■ **Passage for review**
Segment Open

Calculating block statistics from land cover raster using R?
You can use the aggregate
function in the raster
package to do this. For example, to produce a raster at half the resolution of the original, showing the proportion of cells covered with land class 1
:
aggregate(r, fact=2, fun=function(vals, na.rm) {
sum(vals==1, na.rm=na.rm)/length(vals)
})
To do this for all land classes:
cov_pct <- lapply(unique(r), function(land_class) {
aggregate(r, fact=2, fun=function(vals, na.rm) {
sum(vals==land_class, na.rm=na.rm)/length(vals)
})
})
I agree that raster::aggregate()
works well in most cases, especially when a user-defined function is involved as in the answer given by @dbaston. However, you might want to have a look at the velox package as an alternative approach that comes in particularly handy when dealing with larger rasters.
The only caveat here is that VeloxRaster_aggregate()
accepts "standard" aggregate functions (ie. c("sum", "mean", "min", "max", "median")
only –
any work steps beyond that level need to be carried out beforehand. Nevertheless, the resulting speed gain surely justifies the need for a little more code. In the example below, I increased the ncell()
of your input raster by a factor of 100 and compared runtimes. As seen from the benchmark results, velox outperforms the raster::aggregate()
based approach by a factor of 13, on average, when fed with the larger raster image.
library(raster)
r = raster(ncols = 1e3, nrows = 1e3
, xmn = 100, xmx = 1100, ymn = 0, ymx = 1000
, crs="+proj=lcc +lat_1=35 +lat_2=65 +lat_0=52 +lon_0=10 +x_0=4000000 +y_0=2800000 +ellps=GRS80 +towgs84=0,0,0,0,0,0,0 +units=m +no_defs")
x = 0:5
set.seed(123) # make sampling reproducible
r[] <- sample(x, 1e6, replace = TRUE)

Segment Closed

■ **Data for review**
Segment Open

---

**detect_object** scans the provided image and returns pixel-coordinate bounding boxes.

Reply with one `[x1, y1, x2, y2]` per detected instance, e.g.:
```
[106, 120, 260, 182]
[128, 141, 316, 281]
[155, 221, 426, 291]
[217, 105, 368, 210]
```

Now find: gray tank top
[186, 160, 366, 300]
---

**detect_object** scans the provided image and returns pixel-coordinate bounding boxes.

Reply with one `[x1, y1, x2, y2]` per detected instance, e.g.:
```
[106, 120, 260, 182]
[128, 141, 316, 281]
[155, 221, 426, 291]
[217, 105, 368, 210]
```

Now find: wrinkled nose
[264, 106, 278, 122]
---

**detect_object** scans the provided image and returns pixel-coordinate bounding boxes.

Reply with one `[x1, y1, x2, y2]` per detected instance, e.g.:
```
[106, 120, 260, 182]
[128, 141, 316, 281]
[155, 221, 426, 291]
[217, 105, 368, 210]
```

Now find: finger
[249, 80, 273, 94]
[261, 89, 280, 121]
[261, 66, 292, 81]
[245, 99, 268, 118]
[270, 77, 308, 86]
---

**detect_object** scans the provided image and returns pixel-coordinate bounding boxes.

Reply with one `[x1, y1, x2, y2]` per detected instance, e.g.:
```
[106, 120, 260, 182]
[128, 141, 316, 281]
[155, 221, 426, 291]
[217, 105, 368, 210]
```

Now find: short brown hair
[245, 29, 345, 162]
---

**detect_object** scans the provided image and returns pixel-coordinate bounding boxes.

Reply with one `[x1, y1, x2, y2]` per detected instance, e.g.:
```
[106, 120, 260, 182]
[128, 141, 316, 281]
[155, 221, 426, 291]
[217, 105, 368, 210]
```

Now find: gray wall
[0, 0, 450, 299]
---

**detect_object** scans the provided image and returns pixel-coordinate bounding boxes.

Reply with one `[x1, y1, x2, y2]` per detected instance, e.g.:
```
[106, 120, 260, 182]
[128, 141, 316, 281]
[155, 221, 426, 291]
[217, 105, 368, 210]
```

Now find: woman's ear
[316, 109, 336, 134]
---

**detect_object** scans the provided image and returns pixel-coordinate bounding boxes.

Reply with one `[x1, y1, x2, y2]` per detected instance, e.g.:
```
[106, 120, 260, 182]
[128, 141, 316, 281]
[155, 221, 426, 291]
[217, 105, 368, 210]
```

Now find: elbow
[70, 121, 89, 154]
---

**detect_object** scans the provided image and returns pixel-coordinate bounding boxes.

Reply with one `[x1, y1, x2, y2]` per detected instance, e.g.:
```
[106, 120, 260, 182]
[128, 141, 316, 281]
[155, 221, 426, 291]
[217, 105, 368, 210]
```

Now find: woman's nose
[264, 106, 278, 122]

Segment Closed

■ **Work request 1**
Please rewrite the R block statistics thread from "of your input" to "replace = TRUE)", changing "benchmark results" to "timing results".
■ **Work request 2**
Put this sentence from the R block statistics thread into Spanish: "Nevertheless, the resulting speed gain surely justifies the need for a little more code."

■ **Your response 1**
of your input raster by a factor of 100 and compared runtimes. As seen from the timing results, velox outperforms the raster::aggregate()
based approach by a factor of 13, on average, when fed with the larger raster image.
library(raster)
r = raster(ncols = 1e3, nrows = 1e3
, xmn = 100, xmx = 1100, ymn = 0, ymx = 1000
, crs="+proj=lcc +lat_1=35 +lat_2=65 +lat_0=52 +lon_0=10 +x_0=4000000 +y_0=2800000 +ellps=GRS80 +towgs84=0,0,0,0,0,0,0 +units=m +no_defs")
x = 0:5
set.seed(123) # make sampling reproducible
r[] <- sample(x, 1e6, replace = TRUE)

■ **Your response 2**
No obstante, la ganancia de velocidad resultante sin duda justifica la necesidad de un poco más de código.